REQUIRED ACTION: Keeping every line intact, print the records that follow.
• • • • • • •
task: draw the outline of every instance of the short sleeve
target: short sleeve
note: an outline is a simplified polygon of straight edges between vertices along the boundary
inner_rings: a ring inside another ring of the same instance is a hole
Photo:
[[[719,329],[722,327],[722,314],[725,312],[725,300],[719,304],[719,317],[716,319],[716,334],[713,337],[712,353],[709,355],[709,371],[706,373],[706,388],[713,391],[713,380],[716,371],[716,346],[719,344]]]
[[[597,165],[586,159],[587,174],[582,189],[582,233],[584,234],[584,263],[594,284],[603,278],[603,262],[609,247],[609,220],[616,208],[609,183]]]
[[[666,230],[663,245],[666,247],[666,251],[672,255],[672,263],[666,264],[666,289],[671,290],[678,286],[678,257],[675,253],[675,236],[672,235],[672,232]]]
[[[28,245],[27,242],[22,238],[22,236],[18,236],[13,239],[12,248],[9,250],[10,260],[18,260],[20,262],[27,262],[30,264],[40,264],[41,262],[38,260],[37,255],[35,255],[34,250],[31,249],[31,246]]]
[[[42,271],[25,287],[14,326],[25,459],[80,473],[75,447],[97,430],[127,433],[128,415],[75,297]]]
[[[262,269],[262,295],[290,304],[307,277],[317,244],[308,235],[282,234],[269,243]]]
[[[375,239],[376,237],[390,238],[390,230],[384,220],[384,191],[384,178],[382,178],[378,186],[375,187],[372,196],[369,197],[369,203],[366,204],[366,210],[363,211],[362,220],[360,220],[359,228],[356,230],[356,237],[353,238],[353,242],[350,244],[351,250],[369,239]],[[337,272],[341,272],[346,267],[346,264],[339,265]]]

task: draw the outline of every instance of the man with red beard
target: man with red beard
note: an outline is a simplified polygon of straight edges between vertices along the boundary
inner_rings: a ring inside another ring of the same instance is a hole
• • • • • • •
ANSWER BOX:
task: draw the outline of every instance of the short sleeve
target: short sleeve
note: an outline is a simplified polygon of straight edges between vertices along the boundary
inner_rings: a ring inside another ring of the same instance is a hole
Photo:
[[[719,329],[722,327],[722,314],[725,312],[725,300],[719,304],[719,317],[716,319],[716,334],[713,337],[712,353],[709,355],[709,371],[706,373],[706,388],[713,391],[713,380],[716,371],[716,346],[719,344]]]
[[[597,165],[586,159],[587,174],[582,189],[582,233],[584,234],[584,263],[594,284],[603,278],[603,262],[609,247],[609,220],[616,208],[609,183]]]
[[[666,230],[663,245],[666,247],[666,251],[672,255],[672,263],[666,264],[666,289],[671,290],[678,286],[678,257],[675,253],[675,236],[672,235],[672,232]]]
[[[28,245],[27,242],[22,238],[22,236],[18,236],[13,239],[12,248],[9,250],[10,260],[18,260],[20,262],[27,262],[30,264],[40,264],[41,262],[38,260],[37,255],[35,255],[34,250],[31,249],[31,246]]]
[[[42,271],[25,287],[14,326],[25,459],[80,473],[75,447],[97,430],[127,433],[128,415],[75,297]]]
[[[262,269],[262,295],[290,304],[307,277],[317,244],[308,235],[282,234],[269,243]]]
[[[375,239],[376,237],[390,238],[390,230],[384,220],[384,191],[384,178],[382,178],[378,186],[375,187],[372,196],[369,197],[369,203],[366,204],[366,210],[363,211],[362,220],[360,220],[359,228],[356,230],[356,237],[353,238],[353,242],[350,244],[351,250],[369,239]],[[337,272],[341,272],[346,267],[346,264],[339,265]]]

task: draw the outline of every instance of the man with red beard
target: man with red beard
note: an outline is a simplified polygon of straight edges between vertices along the boundary
inner_rings: a ring inside another ring of the same instance is a hole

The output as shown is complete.